(Image point grounding data)

□ □ □ □

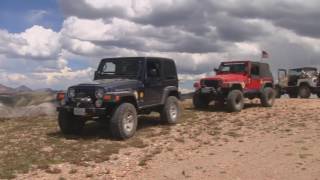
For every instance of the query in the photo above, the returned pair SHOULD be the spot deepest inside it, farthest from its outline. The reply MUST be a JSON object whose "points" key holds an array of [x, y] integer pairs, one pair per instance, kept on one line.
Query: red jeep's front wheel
{"points": [[235, 101]]}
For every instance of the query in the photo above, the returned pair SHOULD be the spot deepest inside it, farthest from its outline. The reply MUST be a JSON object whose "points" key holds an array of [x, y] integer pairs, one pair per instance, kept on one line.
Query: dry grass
{"points": [[36, 143]]}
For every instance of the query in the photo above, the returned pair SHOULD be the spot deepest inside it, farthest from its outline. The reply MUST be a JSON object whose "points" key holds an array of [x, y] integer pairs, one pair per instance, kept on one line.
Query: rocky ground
{"points": [[258, 143]]}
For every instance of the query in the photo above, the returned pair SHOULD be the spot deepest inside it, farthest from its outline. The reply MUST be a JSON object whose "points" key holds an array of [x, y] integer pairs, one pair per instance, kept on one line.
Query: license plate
{"points": [[79, 111]]}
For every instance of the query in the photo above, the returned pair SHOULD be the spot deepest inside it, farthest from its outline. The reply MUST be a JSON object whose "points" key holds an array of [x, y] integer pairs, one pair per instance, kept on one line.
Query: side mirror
{"points": [[96, 75]]}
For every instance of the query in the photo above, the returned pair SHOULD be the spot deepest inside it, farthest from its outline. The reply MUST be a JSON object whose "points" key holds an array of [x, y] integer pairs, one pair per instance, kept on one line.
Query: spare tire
{"points": [[304, 92]]}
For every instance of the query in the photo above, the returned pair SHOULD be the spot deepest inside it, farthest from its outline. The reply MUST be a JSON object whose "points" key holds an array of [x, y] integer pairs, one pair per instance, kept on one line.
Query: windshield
{"points": [[297, 72], [119, 68], [232, 68]]}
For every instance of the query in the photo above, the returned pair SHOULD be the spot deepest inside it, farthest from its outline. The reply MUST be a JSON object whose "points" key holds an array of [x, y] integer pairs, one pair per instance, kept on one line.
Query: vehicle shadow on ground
{"points": [[215, 108], [96, 130]]}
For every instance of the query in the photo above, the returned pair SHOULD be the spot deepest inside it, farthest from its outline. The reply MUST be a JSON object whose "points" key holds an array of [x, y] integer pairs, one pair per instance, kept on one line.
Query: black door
{"points": [[153, 83], [169, 74]]}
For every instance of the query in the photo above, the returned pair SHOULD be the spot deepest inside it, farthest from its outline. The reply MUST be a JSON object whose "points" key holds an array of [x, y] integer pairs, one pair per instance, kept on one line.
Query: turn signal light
{"points": [[196, 85], [107, 97]]}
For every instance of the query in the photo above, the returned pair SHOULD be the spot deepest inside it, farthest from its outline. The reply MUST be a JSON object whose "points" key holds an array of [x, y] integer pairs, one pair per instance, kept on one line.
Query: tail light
{"points": [[61, 96]]}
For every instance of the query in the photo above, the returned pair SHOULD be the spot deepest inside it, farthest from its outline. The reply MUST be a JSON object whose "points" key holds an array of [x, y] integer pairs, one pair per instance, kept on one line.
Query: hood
{"points": [[227, 77], [111, 85]]}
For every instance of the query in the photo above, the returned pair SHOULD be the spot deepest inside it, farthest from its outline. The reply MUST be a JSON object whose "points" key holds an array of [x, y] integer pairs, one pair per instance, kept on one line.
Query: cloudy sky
{"points": [[59, 43]]}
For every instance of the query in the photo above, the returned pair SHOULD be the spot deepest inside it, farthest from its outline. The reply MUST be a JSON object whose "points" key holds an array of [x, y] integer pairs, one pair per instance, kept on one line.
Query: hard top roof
{"points": [[245, 61], [305, 68], [138, 57]]}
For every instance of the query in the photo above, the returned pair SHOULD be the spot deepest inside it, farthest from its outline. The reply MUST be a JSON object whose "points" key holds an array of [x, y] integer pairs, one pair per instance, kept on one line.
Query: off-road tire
{"points": [[124, 121], [70, 124], [304, 92], [199, 102], [293, 95], [277, 90], [171, 111], [235, 101], [268, 96]]}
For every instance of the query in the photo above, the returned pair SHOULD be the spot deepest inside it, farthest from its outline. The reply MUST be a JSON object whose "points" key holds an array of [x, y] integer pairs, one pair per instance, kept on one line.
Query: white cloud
{"points": [[35, 16], [35, 43]]}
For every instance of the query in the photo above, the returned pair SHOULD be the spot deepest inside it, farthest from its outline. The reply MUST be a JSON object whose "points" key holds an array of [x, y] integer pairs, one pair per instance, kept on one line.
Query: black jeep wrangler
{"points": [[123, 88]]}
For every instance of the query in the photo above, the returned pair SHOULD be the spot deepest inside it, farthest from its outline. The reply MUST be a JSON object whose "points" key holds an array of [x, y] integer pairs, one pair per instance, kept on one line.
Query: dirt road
{"points": [[282, 142]]}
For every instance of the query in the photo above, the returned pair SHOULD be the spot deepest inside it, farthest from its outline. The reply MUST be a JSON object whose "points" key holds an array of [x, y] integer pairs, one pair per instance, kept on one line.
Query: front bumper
{"points": [[212, 93], [87, 111]]}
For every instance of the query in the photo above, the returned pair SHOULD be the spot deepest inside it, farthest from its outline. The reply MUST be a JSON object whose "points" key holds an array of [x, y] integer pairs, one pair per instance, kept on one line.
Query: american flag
{"points": [[265, 54]]}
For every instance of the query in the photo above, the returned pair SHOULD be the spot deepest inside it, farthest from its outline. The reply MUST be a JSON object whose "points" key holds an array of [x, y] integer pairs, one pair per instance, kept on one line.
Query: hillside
{"points": [[27, 104], [258, 143]]}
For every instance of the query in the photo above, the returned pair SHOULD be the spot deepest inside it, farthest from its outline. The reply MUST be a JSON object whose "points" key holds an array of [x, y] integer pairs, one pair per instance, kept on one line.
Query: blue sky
{"points": [[57, 43]]}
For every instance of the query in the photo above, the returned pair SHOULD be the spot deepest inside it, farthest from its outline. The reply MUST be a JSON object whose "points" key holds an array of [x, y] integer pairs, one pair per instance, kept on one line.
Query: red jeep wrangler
{"points": [[233, 82]]}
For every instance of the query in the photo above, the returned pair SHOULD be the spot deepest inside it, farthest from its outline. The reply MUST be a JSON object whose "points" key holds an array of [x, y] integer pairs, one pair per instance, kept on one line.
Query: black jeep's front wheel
{"points": [[124, 121], [304, 92], [171, 110], [70, 124], [268, 97], [235, 101], [198, 101]]}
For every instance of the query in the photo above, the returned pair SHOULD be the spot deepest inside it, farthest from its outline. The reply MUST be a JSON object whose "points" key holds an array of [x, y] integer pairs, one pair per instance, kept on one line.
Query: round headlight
{"points": [[71, 93], [99, 93]]}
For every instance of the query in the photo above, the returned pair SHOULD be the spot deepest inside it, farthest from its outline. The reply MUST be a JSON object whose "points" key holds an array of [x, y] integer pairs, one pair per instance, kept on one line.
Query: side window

□ □ □ □

» **REQUIREMENT**:
A verbatim printout of the entries above is expected, free of pictures.

» **OUTPUT FOR THIS TASK**:
For every instance of the query in the photo above, the returned pair SHOULD be the spot deepest inside it, farthest from its outline. The reply MUST be a JSON object whose "points" key holds an array of [x, y] integer pairs, one pair per instance, kept on one line.
Query: red jeep's front wheel
{"points": [[235, 101]]}
For every instance of the query in the photo above, the returned pair SHOULD be the spot deepest inside it, farthest from its outline. The reply MUST be a JSON object whose "points" key holds an array of [x, y] integer pairs, one pair per instance, kept on one line.
Query: dry grass
{"points": [[36, 143]]}
For every instance of the query in the photo above, the returned pair SHOULD be the spot deepest inside it, farthest from its outline. The reply MUST be a JSON object whose "points" key holds an array of [x, y] integer pairs, one pair per instance, kept on one line.
Query: rocky ground
{"points": [[258, 143]]}
For every instance of the query in the photo above, the returned pair SHOULD be the spot deepest inside it, farthest from its outline. The reply MUST be a JSON object whose "points" key holds an array of [x, y] integer pairs, one pair per instance, kept on one line.
Query: license plate
{"points": [[79, 111]]}
For every instance of the query in the photo above, the returned pair SHOULD be the spot deepest inside it, farthest from its outline. The reply MUST be a JSON object whose "points" key holds an array of [x, y] integer pairs, one pair per instance, kept on one line.
Query: side mirror
{"points": [[96, 75]]}
For every instance of the query in the photo above, the returned pair SHOULD be the spot deepest inside it, farthest from its outline. The reply MUST be a JSON object whose "points" key holds an array of [x, y] integer pairs, one pair per instance, kept on one line.
Query: spare tire
{"points": [[304, 92]]}
For every instance of the query in the photo above, the returned pair SHOULD be the spot deepest inside it, farthest from its outline. The reply MUST be a JSON object whose "points" key holds an array of [x, y] integer pairs, one pair per instance, kept on one line.
Query: windshield
{"points": [[297, 72], [119, 68], [232, 68]]}
For every instance of the query in the photo above, the returned pair SHOULD be the spot deepest inside it, farthest from its outline. The reply MUST be a JSON object whose "points" key holds an array of [x, y] integer pairs, one pair per instance, kept on one line.
Query: vehicle shadow on ground
{"points": [[215, 108], [96, 130]]}
For every instance of the query in the photo above, the returned pair SHOULD be the spot deepest inside it, farthest from its outline. The reply MUST be a JSON object whose "points" key holds an array of [x, y] integer pairs, one pair per instance, kept on one line.
Query: black door
{"points": [[153, 83], [169, 74]]}
For every instance of the query in the photo above, the returned pair SHOULD be the spot deepest inside it, farthest from its outline. The reply MUST be a JSON object whose "points" key holds an array of [x, y] integer pairs, one pair per instance, kept on one line.
Query: turn signal light
{"points": [[196, 85], [107, 97]]}
For every instance of the query in the photo above, the returned pair SHOULD be the spot deepest inside it, farthest from its outline. The reply MUST be a JSON object whose "points" key holds an array of [x, y] integer pairs, one pair per instance, kept on one line.
Query: tail light
{"points": [[61, 96]]}
For every instance of the query in the photo above, the returned pair SHOULD be the spot deepest inside it, farthest from its outline. The reply MUST be a JSON object whose "points" key holds an array of [x, y] integer pairs, one pair per instance, kept on one line.
Query: hood
{"points": [[227, 77], [111, 85]]}
For every instance of the query in the photo above, the returned pair SHOULD be the spot deepest inside it, farthest from its outline. The reply MUST be a JSON object whose "points" key holds an array of [x, y] integer pairs, one pair per instance, kept on one line.
Query: cloudy sky
{"points": [[59, 43]]}
For every instance of the query in the photo above, the returned pair SHOULD be the spot deepest inside it, farthest from its outline. The reply MUST be a JSON object whose "points" key holds an array of [x, y] integer pairs, one pair per instance, kept on one line.
Query: hard top roof
{"points": [[245, 61], [305, 68], [138, 57]]}
For every instance of the query in the photo above, the returned pair SHOULD be the spot deepest inside it, farthest from its outline. The reply MUST be a JSON object whose "points" key holds an array of [x, y] integer pairs, one pair per instance, kept on one line.
Query: off-road tire
{"points": [[124, 121], [70, 124], [304, 92], [199, 102], [293, 95], [277, 90], [171, 111], [235, 101], [268, 96]]}
For every instance of the query in the photo above, the returned pair SHOULD be the spot deepest inside it, farthest from its outline. The reply MUST be a JSON object whose "points" key holds an array of [x, y] integer pairs, one pair per instance, kept on one line.
Query: white cloud
{"points": [[35, 16], [35, 43]]}
For every instance of the query in the photo above, the returned pair SHOULD be the spot deepest inside it, farthest from its outline. The reply MUST be a JSON object whose "points" key holds an array of [x, y] integer pairs, one pair per instance, kept on one line.
Query: black jeep wrangler
{"points": [[123, 88]]}
For every instance of the query in the photo above, the returned pair SHOULD be the spot deepest inside it, farthest from its outline. The reply MUST be a JSON object whose "points" key holds an array of [x, y] integer pairs, one pair per instance, kept on one line.
Query: dirt road
{"points": [[282, 142]]}
For every instance of the query in the photo above, the returned pair SHOULD be the spot deepest inside it, farthest from its outline. The reply MUST be a JSON object whose "points" key holds an array of [x, y] integer pairs, one pair per instance, kept on one line.
Query: front bumper
{"points": [[212, 93], [87, 111]]}
For every instance of the query in the photo above, the returned pair SHOULD be the spot deepest inside it, farthest from its outline. The reply MUST be a JSON object whose "points" key holds an array of [x, y] integer pairs, one pair per instance, kept on one line.
Query: american flag
{"points": [[265, 54]]}
For every instance of the query in the photo above, the returned pair SHOULD be the spot deepest inside it, farthest from its outline. The reply MUST be a JSON object whose "points" key holds an array of [x, y] integer pairs, one pair per instance, kept on one line.
Query: hillside
{"points": [[27, 104], [258, 143]]}
For every instance of the query in the photo above, the returned pair SHOULD be the spot deepest inside it, farthest from its outline. The reply MUST be a JSON object whose "points" key holds an array of [x, y] integer pairs, one pair per instance, kept on one line.
Query: blue sky
{"points": [[57, 43]]}
For every instance of the query in the photo above, the returned pair SHOULD be the spot deepest inside it, farthest from its outline. The reply MUST be a JSON object whose "points" key holds an array of [x, y] integer pairs, one pair per instance, kept on one line.
Query: red jeep wrangler
{"points": [[233, 82]]}
For every instance of the query in the photo above, the returned pair SHOULD be the spot deepest inside it, farthest from its outline. The reply MUST be a JSON object whose "points" key holds an array of [x, y] integer pairs, one pair per instance, kept on one line.
Query: black jeep's front wheel
{"points": [[124, 121], [304, 92], [171, 110], [70, 124], [268, 97], [235, 101], [198, 101]]}
For every instance of the query in the photo above, the returned pair SHOULD be the spot deepest inside it, farthest from its outline. The reply MUST be a JSON object whose "points" key holds an array of [x, y] integer pairs, one pair per instance, kept on one line.
Query: round headlight
{"points": [[71, 93], [99, 93]]}
For every instance of the query in the photo above, the returned pair SHOULD be the spot deepest inside it, farthest from its outline. The reply MUST be a JSON object whose "points" key holds an array of [x, y] integer pairs, one pair per instance, kept on one line.
Query: side window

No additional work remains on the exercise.